__GIVEN RECORDS__.
== Segment start ==

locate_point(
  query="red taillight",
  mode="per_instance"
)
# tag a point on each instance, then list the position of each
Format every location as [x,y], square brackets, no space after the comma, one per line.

== Segment end ==

Give back the whole of the data above, exactly as written.

__ANSWER SPACE__.
locate_point(
  query="red taillight",
  mode="per_instance"
)
# tag a point on each instance, then list the position of each
Format every location as [x,y], square brackets, no space after the comma, one per line.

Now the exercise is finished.